--- Start of DATA TO USE ---
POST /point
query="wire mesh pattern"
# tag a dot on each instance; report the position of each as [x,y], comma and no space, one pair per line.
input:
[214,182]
--- End of DATA TO USE ---
**TASK PROMPT:**
Give the records above as a two-column CSV with the headers "text" and "answer", one row per record. Put each value in a single quoted field and replace any line breaks with spaces.

**EXERCISE SOLUTION:**
text,answer
"POST /point query=""wire mesh pattern"" # tag a dot on each instance; report the position of each as [x,y], comma and no space, one pair per line. input:","[214,182]"